2. Fundamentação da decisão recorrida

O tribunal a quo fundamentou nos seguintes termos a sua decisão de atender, no âmbito da aplicação do critério estabelecido no art. 26.º, n.º 5, do Cód. das Expropriações, ao previsto na Portaria n.º 65/2019, de 17/04, alterada pela Portaria n.º 281/2021, de 03/12, que veio rever o regime de habitação de custos controlados (como foi feito pelo perito indicado pelos expropriados, no relatório minoritário), em detrimento da consideração, efetuada pelos peritos subscritores do relatório maioritário, dos preços previstos na Portaria n.º 353/2013, de 04/12, atualizados até ao ano de 2022:

«(…) No que respeita ao custo de construção, dispõe o citado nº 5 do artigo 26º do CE que “na determinação do custo da construção atende-se, como referencial, aos montantes fixados administrativamente para efeitos de aplicação dos regimes de habitação a custos controlados ou de renda condicionada.”

Na decisão arbitral foi atendido um valor de € 833,10 conforme a Portaria 353/2013, de 04/12, de 4/12, com a devida atualização para vigorar no ano de 2022, para a zona I que, engloba Valongo.

No laudo maioritário considerou-se para 2022 que o valor era de € 830,03, também pela Portaria nº 353/2013.

Por sua vez, o perito dos expropriados optou pela Portaria mais recente, concretamente, a Portaria nº 65/2019, de 19/02.

De acordo com os artigos 8º e 9º do Anexo a que se refere o artigo 5º da Portaria nº 281/2021, de 03/12, que alterou a Portaria nº 65/2019, de 19/02, a qual, por sua vez, procedeu à revisão do regime de habitação de custos controlados, o custo de promoção calcula-se de acordo com a seguinte fórmula:

“8.º O CP por metro quadrado de área bruta das habitações de custos controlados nos termos da presente portaria é calculado de acordo com a seguinte fórmula:

CP = CS * 1,30 * CR * CO + VT * CT VT = (CL * 270 - 230) * CA/100, com o valor mínimo de 40

em que:

CS - é o custo de referência por metro quadrado de área bruta estabelecido de acordo com o n.º 9.º;

CR - é o coeficiente regional, sendo igual a 1 para empreendimentos situados no Continente e 1,20 para empreendimentos situados nas Regiões Autónomas da Madeira e dos Açores;

CO - é o coeficiente operacional, sendo fixado entre 1 e 1,12, pelo IHRU, I. P., caso a caso, de acordo com critérios definidos por despacho do membro do Governo responsável pela área da habitação;

VT - é o valor do terreno;

CT - é o coeficiente relativo à titularidade do terreno, sendo 1 no caso de terreno em propriedade plena, ou, no caso de terreno em direito de superfície, variável entre 0 e 0,8, conforme definido nas alíneas f), g) e h) do artigo 13.º do Código do Imposto Municipal sobre as Transmissões Onerosas de Imóveis, aprovado pelo Decreto-Lei n.º 287/2003, de 12 de novembro, na redação atual;

CL - é o coeficiente de localização definido no artigo 42.º do Código do Imposto Municipal sobre Imóveis, aprovado pelo Decreto-Lei n.º 287/2003, de 12 de novembro, na redação atual;

CA - é o coeficiente de atualização do valor do terreno, sendo igual ao Índice de Preços da Habitação para Portugal, divulgado pelo Instituto Nacional de Estatística.

## A tarefa
Prossiga o texto sobre a fundamentação da decisão recorrida quanto ao custo de construção, começando logo após a definição do coeficiente CA. O material que se segue é independente do texto acima.

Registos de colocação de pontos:
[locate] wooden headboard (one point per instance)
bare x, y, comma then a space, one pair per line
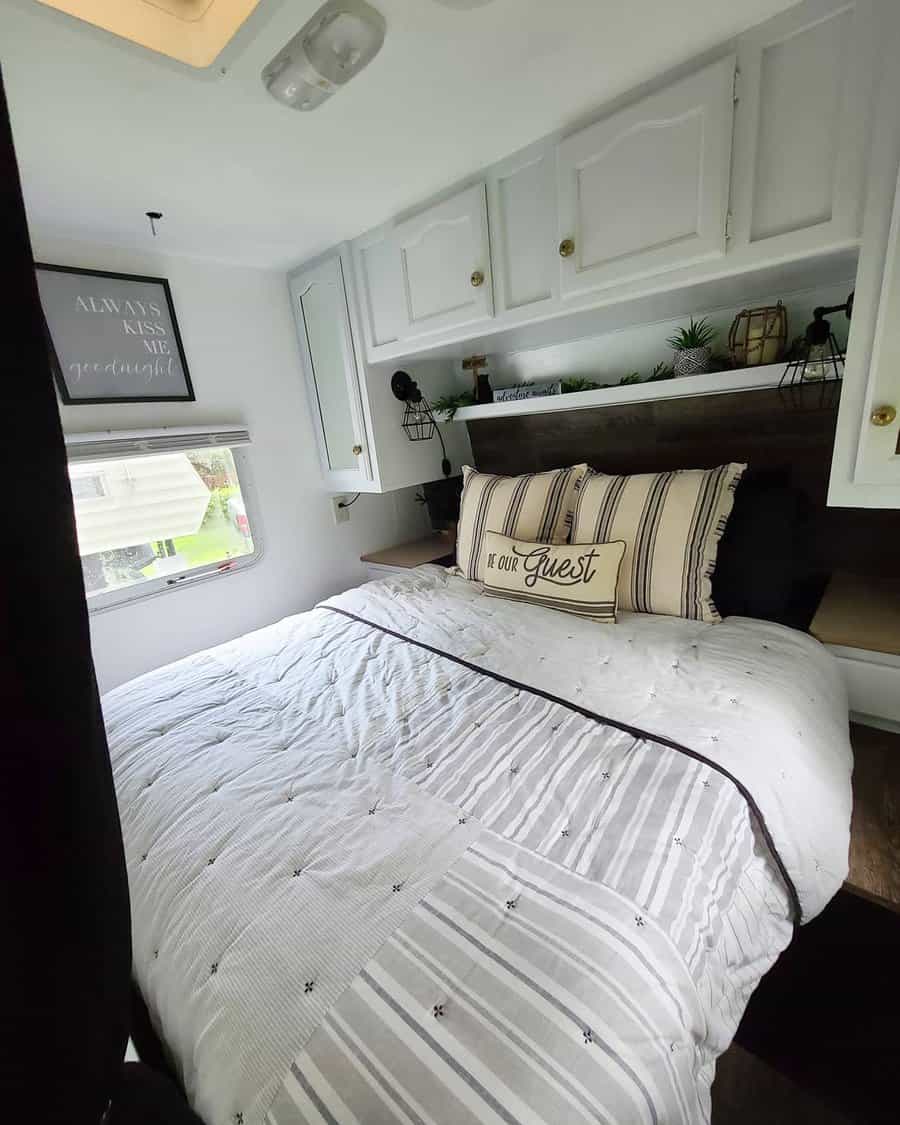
791, 430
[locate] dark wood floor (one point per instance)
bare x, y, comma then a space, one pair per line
820, 1040
748, 1091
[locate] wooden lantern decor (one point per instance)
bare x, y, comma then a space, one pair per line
758, 335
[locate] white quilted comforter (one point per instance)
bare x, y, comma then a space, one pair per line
423, 856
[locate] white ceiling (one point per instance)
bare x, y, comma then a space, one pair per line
105, 131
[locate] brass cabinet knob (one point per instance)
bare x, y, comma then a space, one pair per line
883, 415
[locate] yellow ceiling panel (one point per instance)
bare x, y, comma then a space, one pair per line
194, 32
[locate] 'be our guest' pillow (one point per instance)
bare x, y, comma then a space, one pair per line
536, 506
576, 578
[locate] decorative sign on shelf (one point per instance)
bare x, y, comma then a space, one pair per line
114, 336
528, 390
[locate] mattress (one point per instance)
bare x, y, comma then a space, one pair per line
420, 855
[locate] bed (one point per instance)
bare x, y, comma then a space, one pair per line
424, 856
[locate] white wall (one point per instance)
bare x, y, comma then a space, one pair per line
244, 363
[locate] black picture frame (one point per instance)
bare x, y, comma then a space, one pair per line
59, 375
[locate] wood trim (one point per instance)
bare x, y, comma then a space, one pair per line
875, 828
789, 430
860, 612
414, 554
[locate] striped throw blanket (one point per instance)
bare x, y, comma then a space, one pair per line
424, 856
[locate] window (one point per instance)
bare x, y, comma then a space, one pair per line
152, 520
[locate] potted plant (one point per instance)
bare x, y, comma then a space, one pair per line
692, 348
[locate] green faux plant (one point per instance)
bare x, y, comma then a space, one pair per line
576, 384
449, 404
698, 334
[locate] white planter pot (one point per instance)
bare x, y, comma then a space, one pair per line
693, 360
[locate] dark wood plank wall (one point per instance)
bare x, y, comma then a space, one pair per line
790, 430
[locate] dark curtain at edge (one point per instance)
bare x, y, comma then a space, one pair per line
65, 944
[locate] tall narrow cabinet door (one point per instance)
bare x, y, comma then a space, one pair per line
446, 264
332, 379
878, 458
801, 131
646, 190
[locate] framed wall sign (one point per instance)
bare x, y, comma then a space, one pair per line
113, 336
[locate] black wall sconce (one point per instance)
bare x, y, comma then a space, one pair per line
819, 357
417, 420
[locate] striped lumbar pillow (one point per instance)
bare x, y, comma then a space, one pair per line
561, 576
672, 523
537, 507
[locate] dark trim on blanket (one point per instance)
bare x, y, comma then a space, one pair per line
636, 731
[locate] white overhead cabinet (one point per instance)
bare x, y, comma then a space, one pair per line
878, 459
320, 302
428, 273
444, 259
521, 195
802, 127
646, 189
865, 469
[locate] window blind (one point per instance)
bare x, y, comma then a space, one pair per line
114, 444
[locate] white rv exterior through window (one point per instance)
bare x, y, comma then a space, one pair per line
155, 511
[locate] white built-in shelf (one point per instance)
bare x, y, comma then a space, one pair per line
717, 383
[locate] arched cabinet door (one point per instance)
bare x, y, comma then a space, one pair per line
320, 300
645, 190
444, 264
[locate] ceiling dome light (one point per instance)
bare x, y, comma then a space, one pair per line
465, 3
329, 50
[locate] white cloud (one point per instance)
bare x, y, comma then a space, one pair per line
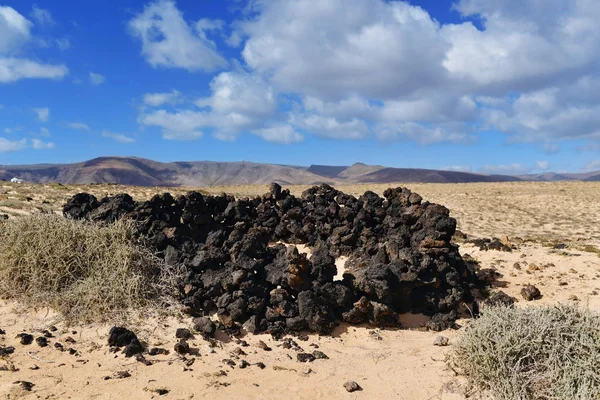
63, 44
283, 134
239, 102
158, 99
96, 79
384, 69
15, 33
332, 49
551, 148
592, 166
169, 41
42, 17
14, 69
43, 114
505, 169
118, 137
9, 145
14, 30
457, 168
40, 145
79, 126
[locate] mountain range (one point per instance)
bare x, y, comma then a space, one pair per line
144, 172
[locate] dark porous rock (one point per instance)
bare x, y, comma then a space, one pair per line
182, 347
352, 386
134, 347
183, 333
158, 351
530, 292
305, 357
240, 260
25, 385
319, 355
500, 298
440, 322
25, 338
5, 351
119, 336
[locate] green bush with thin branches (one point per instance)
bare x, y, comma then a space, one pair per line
87, 272
549, 352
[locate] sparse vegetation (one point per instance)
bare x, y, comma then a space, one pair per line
86, 272
550, 352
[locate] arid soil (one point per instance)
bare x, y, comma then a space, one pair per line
553, 227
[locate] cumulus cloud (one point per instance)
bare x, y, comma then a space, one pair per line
42, 17
11, 145
158, 99
15, 33
284, 134
505, 169
592, 166
43, 114
63, 44
386, 69
239, 102
457, 168
41, 145
96, 79
118, 137
78, 126
169, 41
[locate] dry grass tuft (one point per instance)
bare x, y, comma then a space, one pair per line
87, 272
550, 352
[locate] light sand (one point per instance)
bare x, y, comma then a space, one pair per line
403, 365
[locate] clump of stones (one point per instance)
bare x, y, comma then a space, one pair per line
241, 260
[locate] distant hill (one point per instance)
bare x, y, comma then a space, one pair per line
431, 176
144, 172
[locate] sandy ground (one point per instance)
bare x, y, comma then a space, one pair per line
399, 364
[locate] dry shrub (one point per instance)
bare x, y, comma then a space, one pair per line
550, 352
85, 271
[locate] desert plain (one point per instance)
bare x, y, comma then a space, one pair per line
553, 227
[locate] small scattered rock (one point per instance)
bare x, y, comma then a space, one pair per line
182, 347
122, 374
262, 345
155, 351
183, 333
205, 326
25, 385
26, 338
530, 293
305, 357
441, 341
5, 351
352, 386
319, 355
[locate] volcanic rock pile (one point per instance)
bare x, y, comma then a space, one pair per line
400, 255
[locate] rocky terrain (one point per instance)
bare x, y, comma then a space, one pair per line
144, 172
547, 238
398, 250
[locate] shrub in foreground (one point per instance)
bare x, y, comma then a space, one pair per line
85, 271
550, 352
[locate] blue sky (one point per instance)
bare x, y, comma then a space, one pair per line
473, 85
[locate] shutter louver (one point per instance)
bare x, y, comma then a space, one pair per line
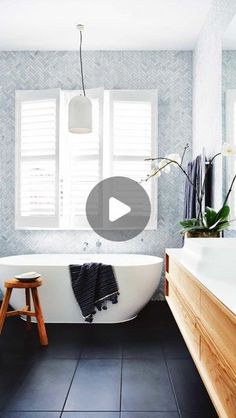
133, 131
83, 166
37, 141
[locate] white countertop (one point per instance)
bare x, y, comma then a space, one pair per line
223, 288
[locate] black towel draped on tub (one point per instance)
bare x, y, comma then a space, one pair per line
93, 284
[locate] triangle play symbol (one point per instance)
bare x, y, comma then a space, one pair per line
117, 209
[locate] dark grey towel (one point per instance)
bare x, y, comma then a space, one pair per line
194, 171
93, 284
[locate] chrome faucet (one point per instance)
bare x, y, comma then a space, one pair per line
98, 243
85, 246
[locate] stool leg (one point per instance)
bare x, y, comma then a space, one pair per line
4, 307
39, 316
28, 318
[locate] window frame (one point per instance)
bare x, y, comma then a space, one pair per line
61, 106
38, 222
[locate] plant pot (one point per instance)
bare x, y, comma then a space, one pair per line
202, 234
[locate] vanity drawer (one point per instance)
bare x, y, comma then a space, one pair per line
185, 319
185, 283
220, 325
219, 378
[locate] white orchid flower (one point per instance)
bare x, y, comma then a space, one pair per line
228, 150
174, 157
155, 170
164, 165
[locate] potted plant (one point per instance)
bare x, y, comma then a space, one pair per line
208, 222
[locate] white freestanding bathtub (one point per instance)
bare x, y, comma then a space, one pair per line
138, 277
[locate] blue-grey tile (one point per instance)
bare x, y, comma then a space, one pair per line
24, 414
191, 394
150, 415
96, 386
142, 343
90, 415
146, 386
44, 387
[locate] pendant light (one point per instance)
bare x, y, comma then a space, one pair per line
80, 107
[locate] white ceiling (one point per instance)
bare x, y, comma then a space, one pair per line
229, 40
109, 24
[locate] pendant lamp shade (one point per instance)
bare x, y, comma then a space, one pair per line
80, 115
80, 107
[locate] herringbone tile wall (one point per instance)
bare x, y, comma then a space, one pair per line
168, 71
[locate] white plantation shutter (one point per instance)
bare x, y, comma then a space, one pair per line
37, 150
56, 170
82, 162
133, 133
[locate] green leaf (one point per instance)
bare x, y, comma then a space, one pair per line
210, 217
189, 222
223, 213
221, 226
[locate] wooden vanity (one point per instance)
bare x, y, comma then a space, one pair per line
209, 330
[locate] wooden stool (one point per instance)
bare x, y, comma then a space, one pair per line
16, 284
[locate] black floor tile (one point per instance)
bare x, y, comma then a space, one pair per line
142, 343
150, 415
146, 386
45, 386
191, 394
173, 344
155, 315
102, 341
91, 415
24, 414
96, 386
65, 341
13, 369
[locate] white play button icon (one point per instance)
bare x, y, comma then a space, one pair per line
117, 209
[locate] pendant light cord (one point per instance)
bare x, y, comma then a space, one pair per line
81, 63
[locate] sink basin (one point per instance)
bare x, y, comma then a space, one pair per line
213, 258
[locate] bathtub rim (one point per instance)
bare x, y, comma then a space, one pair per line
13, 260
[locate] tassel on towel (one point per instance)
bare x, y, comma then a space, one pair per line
93, 284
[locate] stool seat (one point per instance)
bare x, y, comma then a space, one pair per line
17, 284
30, 287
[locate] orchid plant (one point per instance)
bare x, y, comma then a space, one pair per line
208, 222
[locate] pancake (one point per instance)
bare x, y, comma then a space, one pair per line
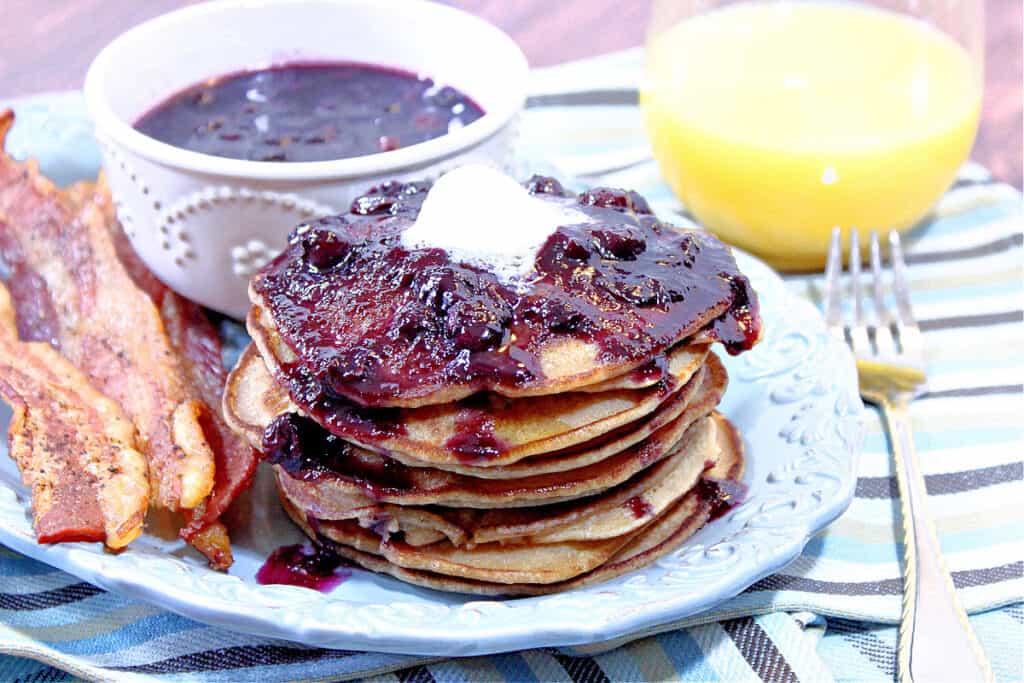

## Resposta ao exercício
9.º O CS é atualizado mensalmente com base no índice de custo de construção de habitação nova, divulgado pelo Instituto Nacional de Estatística, correspondendo a base 100 a 670 euros.”

No caso, o senhor perito dos expropriados procede a este cálculo e considera um valor de € 960,53 por metro quadrado.

Resta, então, determinar se se deve optar pelos preços previstos na Portaria nº 353/2013, atualizando-os, ou se se deve atender ao diploma mais recente, concretamente a Portaria nº 65/2019, de 17/04, alterada pela Portaria nº 281/2021, de 03/12, que veio rever o regime de habitação de custos controlados.

Com efeito, podemos ler no preâmbulo desta última que “a experiência entretanto colhida com a aplicação das referidas portarias, a significativa evolução do setor da habitação e a necessidade de adequar os parâmetros nelas estabelecidos à realidade apontam para uma clara necessidade de atualização.”

E de acordo com o artigo 1º da referida Portaria, são considerados como habitação de custos controlados os seguintes imóveis:

a) As habitações e as unidades residenciais que sejam construídas ou reabilitadas com apoio do Estado, que obedeçam aos limites de área e de preços de venda ou de renda estabelecidos nos termos da presente portaria; e

b) As habitações construídas ou reabilitadas para arrendamento acessível nos termos do Decreto-Lei n.º 68/2019, de 22 de maio, na sua redação atual, incluindo os programas referidos no artigo 23.º desse diploma, e que cumpram os requisitos previstos nos artigos 15.º-A a 16.º-A da presente portaria; e

c) As habitações construídas ou reabilitadas para arrendamento acessível com recurso à linha de financiamento prevista na alínea a) do n.º 1 do artigo 5.º da Lei n.º 56/2023, de 6 de outubro.

Salvo o devido respeito por outro entendimento, consideramos que assiste razão ao senhor perito dos expropriados ao atender à Portaria mais recente e não à Portaria nº 353/2013, ainda que atualizando os preços.

Com efeito, no preâmbulo da Portaria nº 65/2019 alude-se à necessidade de atualização dos valores devido à significativa evolução do setor da habitação.

Ora, se essa necessidade justificou a publicação da Portaria nº 65/2019, também no âmbito da indemnização pela expropriação – que se pretende justa e atual – se deve levar em linha de conta essa evolução do setor da habitação e, assim, optar pela Portaria mais recente, cuja publicação se encontra mais próxima da data da DUP.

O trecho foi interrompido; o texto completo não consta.